_What is being asked_
Output all lines exactly.

(Object point labels)
────────────────
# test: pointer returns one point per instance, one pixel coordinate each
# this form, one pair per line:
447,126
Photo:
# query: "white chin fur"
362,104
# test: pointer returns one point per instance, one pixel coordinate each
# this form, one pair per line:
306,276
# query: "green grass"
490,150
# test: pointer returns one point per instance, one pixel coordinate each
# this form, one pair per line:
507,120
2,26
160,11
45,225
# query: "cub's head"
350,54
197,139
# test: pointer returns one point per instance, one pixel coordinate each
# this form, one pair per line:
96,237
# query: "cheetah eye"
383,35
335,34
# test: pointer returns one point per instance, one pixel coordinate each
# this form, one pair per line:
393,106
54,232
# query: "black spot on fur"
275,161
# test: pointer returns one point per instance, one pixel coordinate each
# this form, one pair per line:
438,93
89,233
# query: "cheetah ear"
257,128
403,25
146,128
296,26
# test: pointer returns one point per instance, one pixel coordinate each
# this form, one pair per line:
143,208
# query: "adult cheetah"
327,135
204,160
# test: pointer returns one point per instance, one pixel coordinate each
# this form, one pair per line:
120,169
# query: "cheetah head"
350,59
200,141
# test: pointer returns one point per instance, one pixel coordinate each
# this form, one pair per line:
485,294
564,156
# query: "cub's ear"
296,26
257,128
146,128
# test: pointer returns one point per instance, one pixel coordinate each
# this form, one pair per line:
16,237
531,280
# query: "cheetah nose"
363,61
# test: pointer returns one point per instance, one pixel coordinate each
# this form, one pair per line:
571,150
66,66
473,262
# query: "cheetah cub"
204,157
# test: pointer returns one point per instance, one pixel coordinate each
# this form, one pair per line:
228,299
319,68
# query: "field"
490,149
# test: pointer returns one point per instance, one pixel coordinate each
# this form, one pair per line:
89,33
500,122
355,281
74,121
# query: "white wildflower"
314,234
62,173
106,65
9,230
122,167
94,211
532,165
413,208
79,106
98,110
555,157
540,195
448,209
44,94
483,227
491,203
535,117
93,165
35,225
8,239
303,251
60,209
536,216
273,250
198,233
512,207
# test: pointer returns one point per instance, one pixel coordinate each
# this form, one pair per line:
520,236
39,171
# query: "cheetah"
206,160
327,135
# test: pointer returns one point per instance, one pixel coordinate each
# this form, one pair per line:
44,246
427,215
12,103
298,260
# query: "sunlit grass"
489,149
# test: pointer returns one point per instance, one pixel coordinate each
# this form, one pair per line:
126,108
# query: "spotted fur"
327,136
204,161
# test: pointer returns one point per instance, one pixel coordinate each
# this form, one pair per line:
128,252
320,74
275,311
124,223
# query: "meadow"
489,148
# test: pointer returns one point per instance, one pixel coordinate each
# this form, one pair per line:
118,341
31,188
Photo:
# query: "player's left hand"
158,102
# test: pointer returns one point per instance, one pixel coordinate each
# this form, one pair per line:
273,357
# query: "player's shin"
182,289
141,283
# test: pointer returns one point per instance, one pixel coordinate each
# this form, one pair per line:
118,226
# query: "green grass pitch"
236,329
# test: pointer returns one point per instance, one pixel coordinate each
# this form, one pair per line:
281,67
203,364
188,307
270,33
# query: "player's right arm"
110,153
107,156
────────────────
_Written solution_
# test: pointer returns one point per instance, one pixel coordinate each
# this form, one pair per line:
447,126
Photo:
# query: "white chin fur"
362,104
# test: pointer returns one point per instance, one pixel coordinate each
# this form, one pair per line:
306,276
# query: "green grass"
490,150
# test: pointer returns one point per instance, one pixel coordinate each
# this form, one pair per line:
507,120
2,26
160,11
45,225
# query: "cub's head"
350,54
197,139
# test: pointer returns one point per instance, one pixel coordinate each
# this form, one pair per line:
96,237
# query: "cheetah eye"
383,35
335,34
# test: pointer returns one point per instance, one pixel coordinate each
# this form, one pair per line:
393,106
54,232
# query: "black spot on fur"
275,161
# test: pointer returns one point per instance, one pixel coordinate each
# this form, one pair per line:
438,93
89,233
# query: "cheetah ear"
257,128
403,25
146,128
296,26
# test: pointer returns one point per instance, one pixel coordinate each
# this form, one pair per line:
143,208
# query: "adult cheetah"
327,135
204,160
# test: pointer returns one point per instance, one pixel coordinate each
# this form, one pair per line:
120,169
# query: "cheetah head"
350,59
200,141
# test: pointer returns one point per instance, one pixel coordinate each
# this form, one pair per line:
485,294
564,156
# query: "cub's ear"
296,26
257,128
146,128
# test: pointer returns one point per instance, one pixel coordinate each
# this form, one pair per line:
16,237
531,280
# query: "cheetah nose"
363,61
# test: pointer returns one point per instance, one pixel coordinate each
# this form, one pair per line:
571,150
66,66
473,262
# query: "cheetah cub"
204,157
# test: pointer returns one point per instance, one pixel coordinate each
# this form, one pair per line:
228,299
319,68
# query: "field"
490,149
# test: pointer returns one point per instance, one pixel coordinate each
# this form, one pair per line:
89,33
500,122
355,281
74,121
# query: "white wildflower"
314,234
62,173
106,65
9,230
122,167
94,211
532,165
413,208
79,106
98,110
555,157
540,195
448,209
44,94
483,227
491,203
535,117
93,165
35,225
8,239
303,251
60,209
536,216
273,250
198,233
512,207
# test: pointer returns one point per instance, one pixel coordinate each
# this form, one pair per line:
520,236
39,171
# query: "cheetah"
206,160
327,135
# test: pointer returns one point per instance, one pixel coordinate each
# this form, one pair per line:
44,246
427,215
12,103
298,260
# query: "sunlit grass"
489,149
# test: pointer returns one point per instance, one pixel coordinate each
# this form, one pair per line:
126,108
# query: "spotted fur"
327,136
204,161
# test: pointer returns one point per instance, one pixel coordinate each
# this form, one pair per line:
128,252
320,74
275,311
124,223
# query: "meadow"
489,148
# test: pointer returns one point per instance, one pixel coordinate each
# this form, one pair per line:
118,341
31,188
Photo:
# query: "player's left hand"
158,102
# test: pointer returns one point per instance, one pixel coordinate each
# this form, one pair per line:
273,357
# query: "player's shin"
182,289
141,283
# test: pointer returns one point per instance, one pixel coordinate each
# this form, one pair per line:
118,226
# query: "green grass pitch"
236,329
# test: pointer returns one point per instance, one pixel coordinate each
# this form, one pair per line:
281,67
203,364
188,307
270,33
# query: "player's right arm"
110,153
107,156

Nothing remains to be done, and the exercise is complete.